* [提供された抜粋]
----------------------------------------
Hanacell

Nr.18 おイヌ様

動物といえば、ドイツの街では数多くのイヌを見かけます。地下鉄やバスにもイヌが乗っていますし、レストランでもテーブルの下で長時間おとなしく横たわった姿を目にします。街中だけでなく、2500メートル級の山の上でイヌ連れのハイカーに会ったこともありますし、海や湖には「おイヌ様専用」の砂浜もあります。ドイツ人は、愛するイヌからひとときも離れていられないのでしょうか。

ある人に頼まれて、ドイツのホテルでイヌと一緒に宿泊できるかどうか調べたところ、大きなホテルの7割でイヌ連れの宿泊が可能。しかも、その内3割では割増料金なしでした。日常生活でのイヌの扱い方がここにも反映されているようです。ドイツでは、イヌは家の中で飼うもので、家族扱いです。ペットフード協会が調べたところ、飼い主の24%は1人暮らし、33%は2人暮し。半分以上の飼い主にとって、イヌは欠けている家族を補う存在のようです。ですから、捕獲した野犬といえども殺しません。犬小屋に短い鎖でつながれた日本のイヌを見て、ドイツ人が心穏やかでいられないのも、こんな文化の違いがあるからでしょう。

飼い主のモラルも向上しました。1980年代ころまでドイツの都会では、イヌの「落し物」が多く、いつも足元に気をつける必要がありました。しかしその後、街角にビニール袋が置かれ回収所ができたりしましたし、キャンペーンの成果もあって「後片付け」の習慣が広まりました。
----------------------------------------
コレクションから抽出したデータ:

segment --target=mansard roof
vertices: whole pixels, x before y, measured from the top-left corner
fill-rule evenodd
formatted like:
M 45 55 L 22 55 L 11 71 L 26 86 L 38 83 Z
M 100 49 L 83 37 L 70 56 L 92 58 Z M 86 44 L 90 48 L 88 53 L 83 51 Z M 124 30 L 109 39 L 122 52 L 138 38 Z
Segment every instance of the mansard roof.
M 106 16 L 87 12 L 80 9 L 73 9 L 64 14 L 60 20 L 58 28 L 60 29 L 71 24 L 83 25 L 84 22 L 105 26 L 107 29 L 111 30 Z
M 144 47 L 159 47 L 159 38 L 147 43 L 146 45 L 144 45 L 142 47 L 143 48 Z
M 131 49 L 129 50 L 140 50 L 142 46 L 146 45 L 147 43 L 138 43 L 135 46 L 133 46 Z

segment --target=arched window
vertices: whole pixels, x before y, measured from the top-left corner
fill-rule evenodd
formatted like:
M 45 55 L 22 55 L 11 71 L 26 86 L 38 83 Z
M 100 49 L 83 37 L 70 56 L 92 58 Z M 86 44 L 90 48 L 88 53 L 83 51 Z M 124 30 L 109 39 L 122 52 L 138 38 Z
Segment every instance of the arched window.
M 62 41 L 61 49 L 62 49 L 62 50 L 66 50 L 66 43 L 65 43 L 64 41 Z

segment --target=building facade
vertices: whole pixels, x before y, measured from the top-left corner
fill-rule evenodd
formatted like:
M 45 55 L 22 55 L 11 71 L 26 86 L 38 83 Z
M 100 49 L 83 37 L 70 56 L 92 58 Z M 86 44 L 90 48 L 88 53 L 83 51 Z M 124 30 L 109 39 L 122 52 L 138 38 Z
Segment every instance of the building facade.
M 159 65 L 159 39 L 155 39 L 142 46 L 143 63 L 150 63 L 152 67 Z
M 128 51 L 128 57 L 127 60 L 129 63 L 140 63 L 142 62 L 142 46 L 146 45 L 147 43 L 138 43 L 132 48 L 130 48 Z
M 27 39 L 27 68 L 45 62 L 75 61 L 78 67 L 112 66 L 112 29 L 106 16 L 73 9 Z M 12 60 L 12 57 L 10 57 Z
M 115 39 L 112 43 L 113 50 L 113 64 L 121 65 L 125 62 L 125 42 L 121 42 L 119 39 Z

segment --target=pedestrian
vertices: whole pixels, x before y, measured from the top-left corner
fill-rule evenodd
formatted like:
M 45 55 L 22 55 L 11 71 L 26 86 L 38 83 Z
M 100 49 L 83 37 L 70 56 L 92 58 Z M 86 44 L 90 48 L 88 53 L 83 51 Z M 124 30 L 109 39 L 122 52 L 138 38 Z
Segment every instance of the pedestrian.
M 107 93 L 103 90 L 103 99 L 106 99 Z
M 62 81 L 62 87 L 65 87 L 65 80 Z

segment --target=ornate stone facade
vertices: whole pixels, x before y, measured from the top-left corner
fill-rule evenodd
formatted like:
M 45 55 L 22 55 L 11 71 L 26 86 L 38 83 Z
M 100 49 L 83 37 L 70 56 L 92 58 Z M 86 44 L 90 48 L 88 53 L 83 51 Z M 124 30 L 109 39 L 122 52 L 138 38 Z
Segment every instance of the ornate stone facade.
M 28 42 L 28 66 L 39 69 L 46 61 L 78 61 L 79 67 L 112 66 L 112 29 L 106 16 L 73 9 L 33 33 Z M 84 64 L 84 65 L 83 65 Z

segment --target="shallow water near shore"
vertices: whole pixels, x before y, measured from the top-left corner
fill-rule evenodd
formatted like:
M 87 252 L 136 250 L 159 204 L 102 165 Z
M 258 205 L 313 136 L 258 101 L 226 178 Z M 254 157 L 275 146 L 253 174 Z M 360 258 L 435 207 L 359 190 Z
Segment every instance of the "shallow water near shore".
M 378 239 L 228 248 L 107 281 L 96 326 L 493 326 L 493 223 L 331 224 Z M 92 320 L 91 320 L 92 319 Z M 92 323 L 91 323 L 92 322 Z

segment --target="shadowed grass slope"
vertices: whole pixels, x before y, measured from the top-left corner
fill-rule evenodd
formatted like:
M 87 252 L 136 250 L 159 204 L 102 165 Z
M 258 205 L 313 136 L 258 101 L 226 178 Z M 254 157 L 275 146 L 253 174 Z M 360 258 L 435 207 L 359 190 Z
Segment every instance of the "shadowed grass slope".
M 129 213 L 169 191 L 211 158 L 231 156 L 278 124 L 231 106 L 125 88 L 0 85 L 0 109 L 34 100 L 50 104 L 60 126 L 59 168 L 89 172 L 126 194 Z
----------------------------------------
* [実施事項]
1) エントリの冒頭から「M 131 49 L 129」を含む行までを、両端の行も含めて一字一句そのまま書き写してください。
2) ドイツのイヌを扱った本文を、その最後の文の後から書き継いでください。
本文とエントリは、それぞれ異なる出典に由来します。

* [作業別の結果]
1)
segment --target=mansard roof
vertices: whole pixels, x before y, measured from the top-left corner
fill-rule evenodd
formatted like:
M 45 55 L 22 55 L 11 71 L 26 86 L 38 83 Z
M 100 49 L 83 37 L 70 56 L 92 58 Z M 86 44 L 90 48 L 88 53 L 83 51 Z M 124 30 L 109 39 L 122 52 L 138 38 Z
Segment every instance of the mansard roof.
M 106 16 L 87 12 L 80 9 L 73 9 L 64 14 L 60 20 L 58 28 L 60 29 L 71 24 L 83 25 L 84 22 L 105 26 L 107 29 L 111 30 Z
M 144 47 L 159 47 L 159 38 L 147 43 L 146 45 L 144 45 L 142 47 L 143 48 Z
M 131 49 L 129 50 L 140 50 L 142 46 L 146 45 L 147 43 L 138 43 L 135 46 L 133 46 Z

2)
こうしてみるとドイツは「おイヌ様天国」のようですが、飼い主は高額の「イヌ税」を払います。その額は自治体によって違いますが、ドレスデンの例では、なんと1匹目が年間108ユーロ、2匹目以降は144ユーロずつ加算されます(自動車税よりも高い!)。もっとも税は飼い主側の問題ですが、イヌにとっても深刻な問題があります。それは飼い主に捨てられること。とりわけ休暇シーズンには、捨てられた動物で収容施設が溢れかえる様子がテレビで取り上げられます。生き物は都合のいいときだけ相手をするわけにいかないのですが、バーチャル時代のリセット感覚なのでしょうか。

ところで、統計を見るとドイツでは飼い犬の総数は約540万匹で全世帯の14%弱と思ったよりも少なく、実際には飼い猫の方が4割強も多いのです。ついでに言えば、日本で飼われているイヌの数はドイツの倍以上で、人口比ではドイツより遥かに多いことになります。ドイツでイヌが多いように見えるのは、人々がいろいろな場にイヌを連れて行くからでしょう。もっとも、そのためには日ごろの「しつけ」が欠かせないのですが……。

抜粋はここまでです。